------ Texto da página ------
PUC-Rio

Jornal/Revista: O Estado de S. Paulo
Data de Publicação: 11/01/2010
Autor/Repórter: Patrícia Villalba

LEAR REINA NO CENTRÃO DA NOVA NOVELA DAS 7

Em Tempos Modernos, Bosco Brasil se inspira em tragédia para fazer comédia

Um Rei Lear charmoso, ético e de notável veia cômica passeia pelo centro de São Paulo como se fosse um homem comum. Não é. É Leal, personagem de Antônio Fagundes em Tempos Modernos, novela das 7 que estreia hoje na Globo, para substituir o sucesso Caras & Bocas, de Walcyr Carrasco.

A ligação da novela com o teatro é mais do que evidente, a começar pela própria referência à tragédia de Shakespeare e a um elenco repleto de nomes conhecidos dos palcos paulistanos, encabeçado por Fagundes e que traz ainda Jairo Mattos, Fernando Medeiros e Guilherme Weber, entre outros. Nada disso é coincidência, considerando que a trama marca a estreia do dramaturgo Bosco Brasil como autor titular em novelas, depois de mais de 18 anos atuando como colaborador de Walter Jorge Durst, Silvio de Abreu e Maria Adelaide Amaral. "Sinto como se tivesse cursado o colegial com o Durst, a faculdade com Silvio de Abreu e, agora, o mestrado com o Aguinaldo Silva", brinca ele, em entrevista ao Estado, citando o autor que supervisiona seu texto em Tempos Modernos. "Eu mesmo pedi um supervisor para a Globo, não queria embarcar nessa aventura sozinho. E foi bom, porque o Aguinaldo é um grande incentivador do projeto da novela."

Autor premiado, Bosco chamou a atenção do público e da crítica desde a estreia como autor, em 1994, com a peça Budro, pela qual recebeu os prêmios Shell e Molière. Mas foi em 2001 que ele levou aos palcos seu maior sucesso, Novas Diretrizes em Tempos de Paz, com Dan Stulbach e Jairo Mattos, que depois seria substituído por Tony Ramos. O autor ganhou projeção também na cena paulistana quando fundou com um grupo de atores o Teatro de Câmara de São Paulo, na Praça Roosevelt, no final dos anos 90, uma tentativa de revitalizar, por meio da arte, o espaço público degradado.
------ Registros armazenados ------
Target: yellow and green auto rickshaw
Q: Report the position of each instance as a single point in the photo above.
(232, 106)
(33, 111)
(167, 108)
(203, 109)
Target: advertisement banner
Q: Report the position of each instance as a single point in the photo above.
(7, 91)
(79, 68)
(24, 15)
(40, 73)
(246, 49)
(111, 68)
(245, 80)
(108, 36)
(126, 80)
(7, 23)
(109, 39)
------
------ Registros armazenados ------
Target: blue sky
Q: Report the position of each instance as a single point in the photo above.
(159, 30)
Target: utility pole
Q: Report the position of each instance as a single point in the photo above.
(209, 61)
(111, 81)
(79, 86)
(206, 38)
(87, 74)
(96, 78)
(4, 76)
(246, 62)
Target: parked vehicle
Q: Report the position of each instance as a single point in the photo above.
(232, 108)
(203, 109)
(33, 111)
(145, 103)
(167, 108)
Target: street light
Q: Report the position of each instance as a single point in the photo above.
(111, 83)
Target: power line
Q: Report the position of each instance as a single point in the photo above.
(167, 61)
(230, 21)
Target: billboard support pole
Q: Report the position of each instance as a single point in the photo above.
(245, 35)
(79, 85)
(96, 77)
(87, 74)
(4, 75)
------
------ Registros armazenados ------
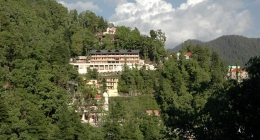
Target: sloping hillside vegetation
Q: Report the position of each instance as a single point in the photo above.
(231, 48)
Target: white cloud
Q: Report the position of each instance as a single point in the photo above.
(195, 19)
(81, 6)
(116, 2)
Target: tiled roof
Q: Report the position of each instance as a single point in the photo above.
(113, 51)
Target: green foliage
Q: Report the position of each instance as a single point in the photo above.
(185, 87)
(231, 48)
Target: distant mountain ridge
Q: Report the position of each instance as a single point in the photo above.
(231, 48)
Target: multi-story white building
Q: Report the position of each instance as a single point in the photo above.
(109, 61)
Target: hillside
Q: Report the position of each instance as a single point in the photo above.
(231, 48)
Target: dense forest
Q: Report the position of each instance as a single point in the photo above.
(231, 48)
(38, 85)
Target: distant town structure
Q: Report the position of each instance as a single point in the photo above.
------
- Objetivos:
a: Segundo a reportagem sobre a novela Tempos Modernos, por que a forte ligação da novela com o teatro não é coincidência? Explique em uma a três frases.
b: Prossiga com a reportagem sobre a novela Tempos Modernos a partir do último parágrafo apresentado.

- Respostas por tarefa:
a: Não é coincidência porque a trama marca a estreia do dramaturgo Bosco Brasil como autor titular de novelas. Antes disso, ele passou mais de 18 anos como colaborador de Walter Jorge Durst, Silvio de Abreu e Maria Adelaide Amaral.

b:
Da experiência, ele tenta disseminar na novela a ideia de que o centro paulistano precisa de revitalização e que a arte é o melhor caminho - por isso, o telespectador vai ver na TV uma região colorida, alegre e fervilhante. E também dos tempos de administrador de teatro acredita ter conseguido a casca necessária para lidar com a pressão do ibope, que vai sofrer pela primeira vez a partir de hoje. "Você não faz ideia o que é ficar na porta do teatro esperando o público. Você sabe que a peça é boa, mas vai chegando as 21 horas e ninguém aparece. A frustração é enorme", compara.

- Você é conhecido como autor de teatro, especialmente em São Paulo. Como está fazendo a transição dessa linguagem para a televisão, agora que assina uma novela?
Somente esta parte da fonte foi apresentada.